__Provided text__.

====

# water testing



## Olivia (May 5, 2006)

Okay,

I tested the water in my tank that at present has 3 bags of Flourite and some driftwood but no plants yet. pH is 7.0 but when I tested KH the test kit showed less than 1 degree of hardness. According to http://www.rexgrigg.com I need to add baking soda to up the KH. Also according to his chart at http://www.rexgrigg.com/co2.pdf, with the pH at 7, I need to up the KH to around 8 so the CO2 can be at the ideal of 20-30 ppm. Correct so far? So now how do I test the CO2 level? I think I remember reading somewhere, somehow testing a glass of aquarium water and then letting it sit for 24 hours and testing again?

I feel like I've been reading so much that I can't remember where I read what! 

Olivia


----------



## hoppycalif (Apr 7, 2005)

The only way to get CO2 in the water is to put it there. Adding baking soda won't do it. And, low KH is fine for the plants and the fish, unless you have some very specific varieties that require hard water. Don't worry about pH. As long as it is between 6 and 8 you have great conditions. Now, you need to get some fast growing plants in the tank, along with adequate fertilizing using all of the needed nutrients, plus either CO2 or Excel for carbon.


----------



## Olivia (May 5, 2006)

The baking soda was for raising the KH since it is so low. But you're saying I don't need to raise it?

Alright, so I'm going to hook up my DIY CO2 thing and I'm going to go with the EI fertilizing theory. So I might be ready to add plants this weekend? Whew!

To keep up with the fertilizing, etc I need test kits for NO3, KH, PO4, and CO2, correct? So how do I test for CO2 ppm once I start adding it to the tank?

Thanks,
Olivia


----------



## trenac (Jul 16, 2004)

I'm going to tell you to raise your KH to at least 3, then start injecting C02 once you get your plants. Once you start adding C02 your PH will drop and the KH will not have to be a 8 to get 20-30ppm of C02. Keep using the chart by using your PH/KH levels to get the ppm levels in your tank.

With the EI method of dosing no test kits are needed. You over saturate the water column with ferts then do a 50% water change each week.


----------



## Olivia (May 5, 2006)

====

__Data lines__.
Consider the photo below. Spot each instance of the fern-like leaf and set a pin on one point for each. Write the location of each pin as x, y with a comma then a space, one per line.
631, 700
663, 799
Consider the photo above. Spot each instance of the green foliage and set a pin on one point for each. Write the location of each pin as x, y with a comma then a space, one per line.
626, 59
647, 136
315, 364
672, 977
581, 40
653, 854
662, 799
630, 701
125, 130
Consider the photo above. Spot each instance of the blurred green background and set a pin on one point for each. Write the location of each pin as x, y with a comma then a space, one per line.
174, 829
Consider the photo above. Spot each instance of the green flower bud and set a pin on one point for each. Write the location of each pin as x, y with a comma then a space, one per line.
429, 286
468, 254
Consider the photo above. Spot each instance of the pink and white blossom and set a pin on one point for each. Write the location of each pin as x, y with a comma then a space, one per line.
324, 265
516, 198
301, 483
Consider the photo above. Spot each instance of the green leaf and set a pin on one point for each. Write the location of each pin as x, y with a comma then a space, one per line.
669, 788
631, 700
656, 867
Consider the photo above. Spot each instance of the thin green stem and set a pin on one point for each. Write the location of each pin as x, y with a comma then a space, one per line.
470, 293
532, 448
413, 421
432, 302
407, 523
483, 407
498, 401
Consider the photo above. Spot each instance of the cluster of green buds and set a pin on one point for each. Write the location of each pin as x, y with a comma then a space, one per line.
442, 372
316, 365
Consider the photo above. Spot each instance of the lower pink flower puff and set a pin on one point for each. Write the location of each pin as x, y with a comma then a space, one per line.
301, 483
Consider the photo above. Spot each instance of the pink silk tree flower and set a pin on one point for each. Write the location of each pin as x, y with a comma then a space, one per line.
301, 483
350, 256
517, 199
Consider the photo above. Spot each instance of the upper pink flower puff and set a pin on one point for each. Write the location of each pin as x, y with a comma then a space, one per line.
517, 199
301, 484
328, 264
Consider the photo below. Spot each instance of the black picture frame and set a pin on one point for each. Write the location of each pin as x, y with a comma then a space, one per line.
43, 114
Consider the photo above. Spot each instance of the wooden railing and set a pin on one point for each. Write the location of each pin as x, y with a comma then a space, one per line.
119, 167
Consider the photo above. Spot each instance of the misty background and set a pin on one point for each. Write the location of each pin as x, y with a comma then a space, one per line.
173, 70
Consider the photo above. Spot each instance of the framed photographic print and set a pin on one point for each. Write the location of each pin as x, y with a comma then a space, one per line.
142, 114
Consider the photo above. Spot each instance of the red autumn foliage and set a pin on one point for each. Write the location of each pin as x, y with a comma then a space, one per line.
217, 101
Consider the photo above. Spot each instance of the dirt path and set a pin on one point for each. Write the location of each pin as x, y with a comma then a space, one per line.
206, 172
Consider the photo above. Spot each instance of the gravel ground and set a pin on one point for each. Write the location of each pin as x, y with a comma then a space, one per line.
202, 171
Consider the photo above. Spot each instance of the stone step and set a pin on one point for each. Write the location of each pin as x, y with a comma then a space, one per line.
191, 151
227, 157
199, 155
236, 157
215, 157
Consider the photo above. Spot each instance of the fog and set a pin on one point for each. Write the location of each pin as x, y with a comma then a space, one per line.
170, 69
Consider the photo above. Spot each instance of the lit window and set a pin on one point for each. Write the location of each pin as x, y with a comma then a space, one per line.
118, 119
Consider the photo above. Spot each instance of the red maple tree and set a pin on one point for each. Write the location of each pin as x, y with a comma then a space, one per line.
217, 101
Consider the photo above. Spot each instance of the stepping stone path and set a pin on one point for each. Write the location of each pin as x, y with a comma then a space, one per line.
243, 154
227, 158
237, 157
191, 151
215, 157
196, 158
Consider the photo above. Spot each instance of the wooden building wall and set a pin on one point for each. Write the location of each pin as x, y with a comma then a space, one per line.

====

__Aim__. In the water testing thread, print everything from "The only way" down to "Excel for carbon.", word for word.

__Final result__.
The only way to get CO2 in the water is to put it there. Adding baking soda won't do it. And, low KH is fine for the plants and the fish, unless you have some very specific varieties that require hard water. Don't worry about pH. As long as it is between 6 and 8 you have great conditions. Now, you need to get some fast growing plants in the tank, along with adequate fertilizing using all of the needed nutrients, plus either CO2 or Excel for carbon.